- EXERCISE DESCRIPTION: Write out again, unchanged, the stretch of the items from the line containing "Phrase: black cable" through the final line, with both ends included.

>>>

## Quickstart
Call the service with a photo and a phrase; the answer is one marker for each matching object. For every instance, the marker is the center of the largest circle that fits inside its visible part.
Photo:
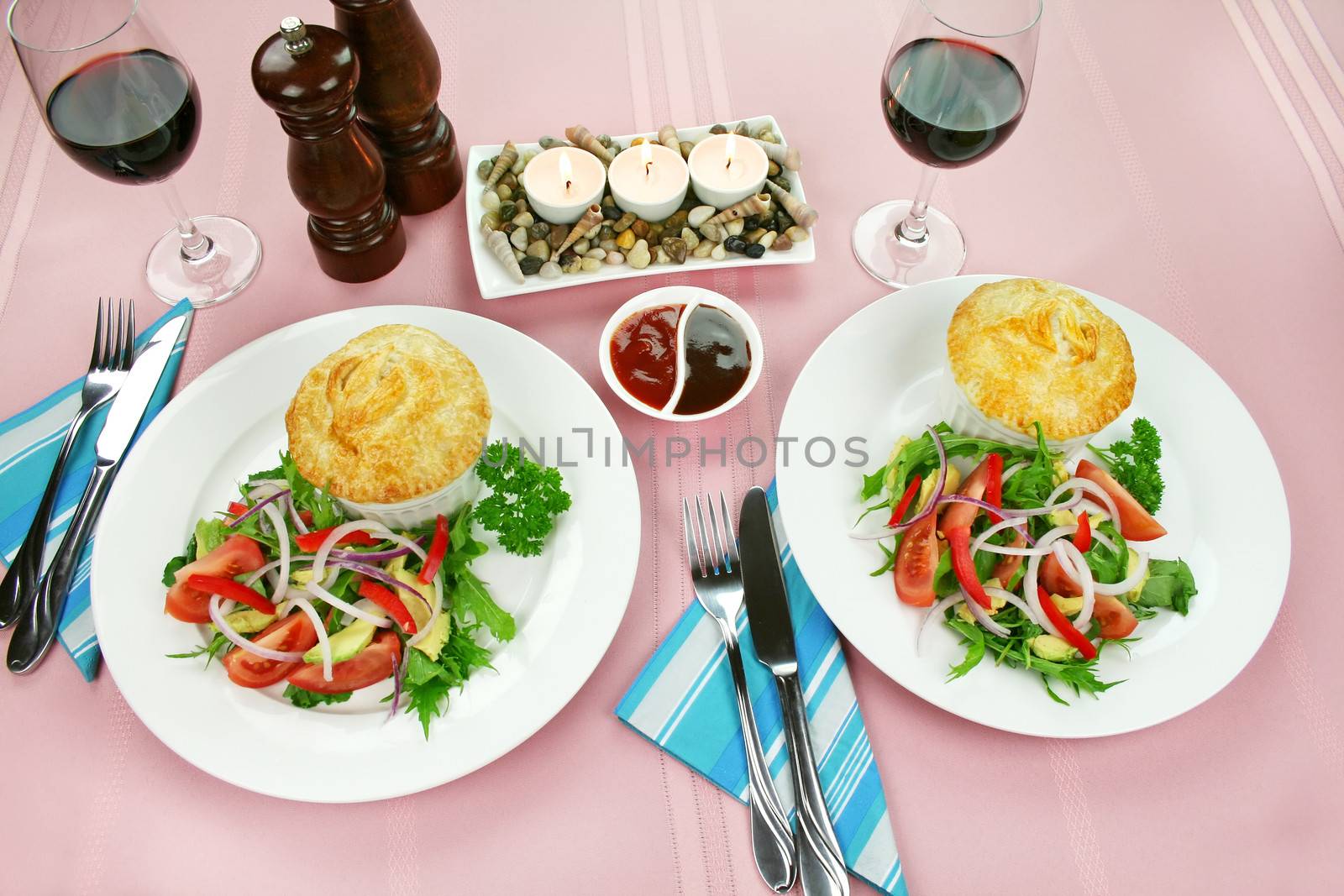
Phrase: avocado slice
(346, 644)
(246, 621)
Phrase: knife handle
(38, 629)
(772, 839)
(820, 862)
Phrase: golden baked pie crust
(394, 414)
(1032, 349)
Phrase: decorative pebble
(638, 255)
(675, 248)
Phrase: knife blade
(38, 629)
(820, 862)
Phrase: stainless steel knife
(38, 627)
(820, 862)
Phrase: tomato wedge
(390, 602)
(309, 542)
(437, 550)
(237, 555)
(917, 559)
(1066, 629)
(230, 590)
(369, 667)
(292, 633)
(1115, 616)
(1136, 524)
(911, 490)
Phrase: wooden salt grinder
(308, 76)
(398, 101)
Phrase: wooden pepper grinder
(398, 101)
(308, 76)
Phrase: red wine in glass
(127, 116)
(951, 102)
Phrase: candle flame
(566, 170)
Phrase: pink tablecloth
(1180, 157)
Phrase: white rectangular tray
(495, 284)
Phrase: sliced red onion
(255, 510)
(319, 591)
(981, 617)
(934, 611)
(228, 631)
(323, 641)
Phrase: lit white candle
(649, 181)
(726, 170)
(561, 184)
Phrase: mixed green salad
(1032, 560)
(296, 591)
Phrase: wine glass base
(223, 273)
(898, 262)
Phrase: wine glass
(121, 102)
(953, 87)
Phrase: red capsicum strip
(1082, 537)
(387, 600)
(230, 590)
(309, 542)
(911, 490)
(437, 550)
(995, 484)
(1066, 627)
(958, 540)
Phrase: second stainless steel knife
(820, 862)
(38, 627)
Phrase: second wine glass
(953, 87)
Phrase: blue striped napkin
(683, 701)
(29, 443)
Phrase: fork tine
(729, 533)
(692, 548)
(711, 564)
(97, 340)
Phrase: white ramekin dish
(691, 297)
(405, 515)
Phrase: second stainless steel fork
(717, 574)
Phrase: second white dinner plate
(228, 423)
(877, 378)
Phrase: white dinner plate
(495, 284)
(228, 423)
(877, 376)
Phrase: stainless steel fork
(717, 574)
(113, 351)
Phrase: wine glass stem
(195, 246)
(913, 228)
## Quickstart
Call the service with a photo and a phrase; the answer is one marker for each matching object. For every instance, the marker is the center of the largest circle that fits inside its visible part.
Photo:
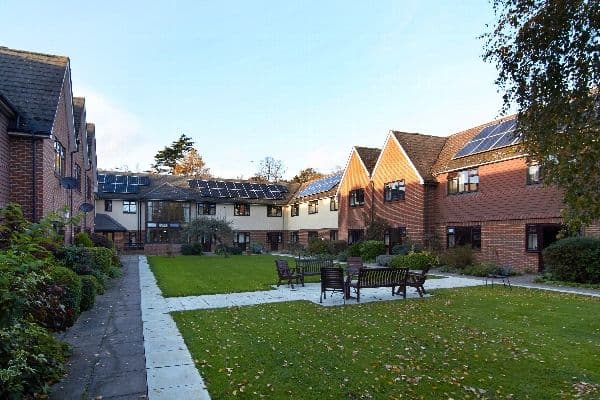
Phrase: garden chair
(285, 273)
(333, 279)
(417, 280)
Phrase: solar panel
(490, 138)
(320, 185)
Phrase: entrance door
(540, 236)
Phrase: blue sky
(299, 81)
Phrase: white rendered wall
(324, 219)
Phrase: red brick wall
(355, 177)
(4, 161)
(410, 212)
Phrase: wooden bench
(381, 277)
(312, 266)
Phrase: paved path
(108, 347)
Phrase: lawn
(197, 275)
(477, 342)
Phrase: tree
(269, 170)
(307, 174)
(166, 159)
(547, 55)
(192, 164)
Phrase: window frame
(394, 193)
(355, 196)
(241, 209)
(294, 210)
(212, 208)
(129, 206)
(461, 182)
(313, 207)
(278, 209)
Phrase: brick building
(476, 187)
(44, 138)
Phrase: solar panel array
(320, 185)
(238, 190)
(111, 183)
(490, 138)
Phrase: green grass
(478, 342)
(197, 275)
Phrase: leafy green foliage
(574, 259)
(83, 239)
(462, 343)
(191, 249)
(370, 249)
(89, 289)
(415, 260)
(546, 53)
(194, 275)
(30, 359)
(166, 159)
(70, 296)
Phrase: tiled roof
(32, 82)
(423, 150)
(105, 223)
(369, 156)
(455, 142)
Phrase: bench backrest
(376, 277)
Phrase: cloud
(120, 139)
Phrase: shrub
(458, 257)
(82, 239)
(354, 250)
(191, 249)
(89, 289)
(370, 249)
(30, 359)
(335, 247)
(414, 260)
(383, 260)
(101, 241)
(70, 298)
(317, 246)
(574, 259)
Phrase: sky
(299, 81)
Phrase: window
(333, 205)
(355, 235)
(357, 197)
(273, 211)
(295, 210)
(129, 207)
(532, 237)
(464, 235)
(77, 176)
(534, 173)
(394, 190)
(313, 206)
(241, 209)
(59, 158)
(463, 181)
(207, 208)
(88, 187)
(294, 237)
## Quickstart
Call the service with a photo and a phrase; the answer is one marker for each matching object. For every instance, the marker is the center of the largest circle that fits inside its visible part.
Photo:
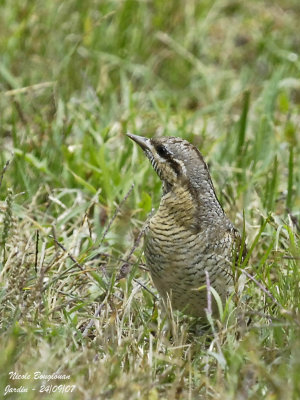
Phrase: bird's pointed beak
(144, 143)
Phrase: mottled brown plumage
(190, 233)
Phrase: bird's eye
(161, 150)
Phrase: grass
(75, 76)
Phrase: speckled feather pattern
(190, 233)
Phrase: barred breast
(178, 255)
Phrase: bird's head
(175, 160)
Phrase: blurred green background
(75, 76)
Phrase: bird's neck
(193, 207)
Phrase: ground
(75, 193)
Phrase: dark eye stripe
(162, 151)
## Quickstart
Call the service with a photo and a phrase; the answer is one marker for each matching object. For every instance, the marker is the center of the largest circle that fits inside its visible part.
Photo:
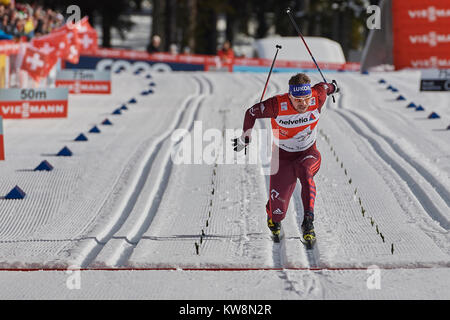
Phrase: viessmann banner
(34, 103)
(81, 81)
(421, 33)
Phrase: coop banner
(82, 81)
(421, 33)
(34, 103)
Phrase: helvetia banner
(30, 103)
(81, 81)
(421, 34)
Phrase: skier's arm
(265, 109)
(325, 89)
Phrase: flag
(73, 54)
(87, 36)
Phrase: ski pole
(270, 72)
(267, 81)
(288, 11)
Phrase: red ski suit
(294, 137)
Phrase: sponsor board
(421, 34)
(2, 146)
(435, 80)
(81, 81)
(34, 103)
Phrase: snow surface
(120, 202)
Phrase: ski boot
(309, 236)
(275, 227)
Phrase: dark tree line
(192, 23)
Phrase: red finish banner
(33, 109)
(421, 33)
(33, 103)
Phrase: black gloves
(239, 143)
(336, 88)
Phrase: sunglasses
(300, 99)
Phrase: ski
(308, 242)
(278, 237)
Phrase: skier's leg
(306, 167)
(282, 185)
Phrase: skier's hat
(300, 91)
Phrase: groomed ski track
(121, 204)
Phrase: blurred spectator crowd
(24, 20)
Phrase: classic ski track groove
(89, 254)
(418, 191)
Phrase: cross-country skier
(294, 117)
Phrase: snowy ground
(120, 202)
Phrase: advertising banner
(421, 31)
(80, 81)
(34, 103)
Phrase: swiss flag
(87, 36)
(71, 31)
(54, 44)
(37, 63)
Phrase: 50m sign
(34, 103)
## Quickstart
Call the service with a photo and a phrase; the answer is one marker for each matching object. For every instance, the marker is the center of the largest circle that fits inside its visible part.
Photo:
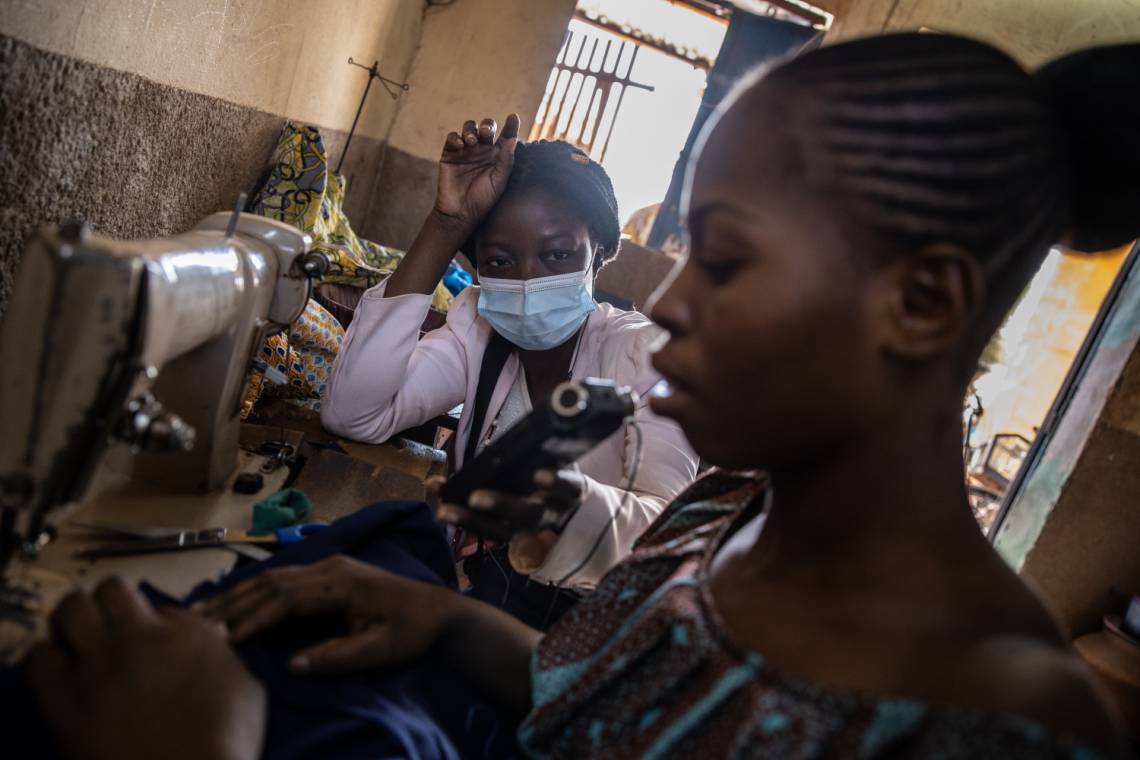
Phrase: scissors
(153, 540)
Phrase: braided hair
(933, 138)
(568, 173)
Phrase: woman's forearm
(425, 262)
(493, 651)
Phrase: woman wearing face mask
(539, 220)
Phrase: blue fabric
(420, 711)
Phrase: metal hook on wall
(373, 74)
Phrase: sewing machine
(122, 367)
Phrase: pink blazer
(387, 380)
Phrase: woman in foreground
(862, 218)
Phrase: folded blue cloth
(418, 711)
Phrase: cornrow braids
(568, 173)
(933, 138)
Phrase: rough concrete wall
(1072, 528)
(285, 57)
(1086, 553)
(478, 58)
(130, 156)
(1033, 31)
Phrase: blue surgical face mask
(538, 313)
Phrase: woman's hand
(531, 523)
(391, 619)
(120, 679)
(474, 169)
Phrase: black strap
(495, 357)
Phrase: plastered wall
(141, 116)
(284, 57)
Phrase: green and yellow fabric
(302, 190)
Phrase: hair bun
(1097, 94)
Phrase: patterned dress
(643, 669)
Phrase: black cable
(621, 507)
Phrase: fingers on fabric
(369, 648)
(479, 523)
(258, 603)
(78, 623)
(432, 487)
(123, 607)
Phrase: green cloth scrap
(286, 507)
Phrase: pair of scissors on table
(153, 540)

<<<

- RESPONSE:
Phrase: black cable
(621, 507)
Phrase: fingers on fabric
(369, 648)
(479, 523)
(258, 603)
(78, 623)
(432, 487)
(123, 607)
Phrase: green cloth scrap
(286, 507)
Phrase: pair of scissors on table
(153, 540)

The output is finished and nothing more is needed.